PROBLEM DESCRIPTION:
Repeat the lines below exactly as they appear, but leave out the images.

_ _ _ _

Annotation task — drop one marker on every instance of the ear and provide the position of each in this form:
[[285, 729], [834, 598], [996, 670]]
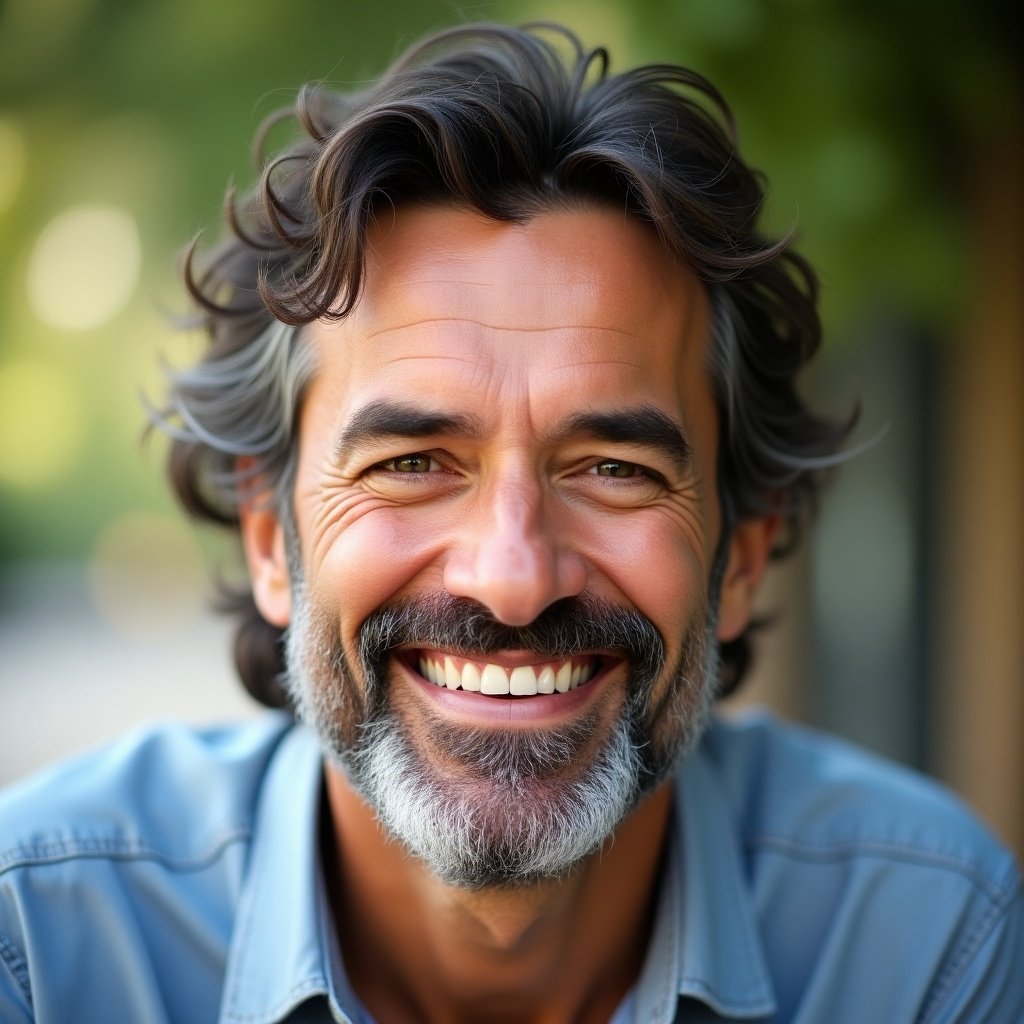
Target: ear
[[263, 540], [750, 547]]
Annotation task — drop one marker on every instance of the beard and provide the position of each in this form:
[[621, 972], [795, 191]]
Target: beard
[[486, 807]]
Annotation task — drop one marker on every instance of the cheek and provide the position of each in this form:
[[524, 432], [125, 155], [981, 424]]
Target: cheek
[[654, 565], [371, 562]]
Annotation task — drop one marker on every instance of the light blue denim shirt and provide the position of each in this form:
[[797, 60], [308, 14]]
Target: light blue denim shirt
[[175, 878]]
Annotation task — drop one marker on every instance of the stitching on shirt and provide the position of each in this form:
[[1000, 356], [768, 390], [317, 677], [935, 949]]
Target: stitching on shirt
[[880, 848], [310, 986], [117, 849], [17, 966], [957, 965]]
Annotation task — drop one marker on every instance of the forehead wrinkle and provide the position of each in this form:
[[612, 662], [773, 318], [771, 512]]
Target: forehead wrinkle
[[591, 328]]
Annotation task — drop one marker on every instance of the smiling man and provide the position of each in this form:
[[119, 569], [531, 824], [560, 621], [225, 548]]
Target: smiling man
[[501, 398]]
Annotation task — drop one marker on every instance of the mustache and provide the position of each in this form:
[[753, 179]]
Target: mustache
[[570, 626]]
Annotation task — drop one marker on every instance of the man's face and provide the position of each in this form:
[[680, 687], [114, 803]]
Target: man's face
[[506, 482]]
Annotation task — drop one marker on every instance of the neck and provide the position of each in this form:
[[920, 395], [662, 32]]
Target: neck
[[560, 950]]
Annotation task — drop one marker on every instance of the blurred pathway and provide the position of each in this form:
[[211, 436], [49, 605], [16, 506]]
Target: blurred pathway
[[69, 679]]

_ _ _ _

RESULT OF THE TASK:
Annotation task — drop one marker on every instance of the ear and provide the position of each in this form:
[[285, 729], [834, 598], [996, 670]]
Target: ear
[[263, 540], [750, 547]]
Annotation task — drop one marker on every instance of the beard and provide the position of each in this form:
[[621, 972], [795, 191]]
Target: beard
[[486, 807]]
Annotation task — drop one marker on every instance of the cheek and provide the position of each in this form:
[[524, 432], [125, 155], [981, 424]]
Target: cheek
[[654, 565], [371, 562]]
Annotation task — drop one marker on every instance of the light blue denim shirt and provide the position of each in this form:
[[797, 60], [308, 14]]
Target: light blue denim shirt
[[175, 878]]
Annotation task — drop one marker on every instance of the stitching on shirt and provide the position of each in this form:
[[1000, 356], [768, 390], [317, 677], [935, 949]]
Target: stitching on shirt
[[880, 848], [310, 986], [117, 849], [17, 966], [957, 965]]
Annotation task — drop one marker on every instance of the forehead wrinkle and provide the position of each in this form:
[[612, 662], [773, 318], [771, 512]]
Target: forehead wrinkle
[[591, 328]]
Annotation task — drop one marker on every instance of the smiling man and provide the position of each in this form:
[[119, 569], [531, 824], [560, 621], [225, 548]]
Target: smiling man
[[501, 398]]
Annotation task — drop one marker on every instance of the mustache and provide the position of each in this form:
[[753, 179]]
Target: mustache
[[570, 626]]
Annotation task — drop one marker on every instance of the man's face and provide the position of each in this form:
[[680, 687], [114, 803]]
Target: man's face
[[506, 482]]
Annotation task — drop one marker on every instance of the neck and provide the position of each in this form:
[[920, 395], [662, 32]]
Target: neck
[[560, 950]]
Annotation task — drop one marker on every instance of the blurred pathway and provide the position of each in this form:
[[211, 436], [49, 605], [16, 506]]
Target: blurred pathway
[[69, 679]]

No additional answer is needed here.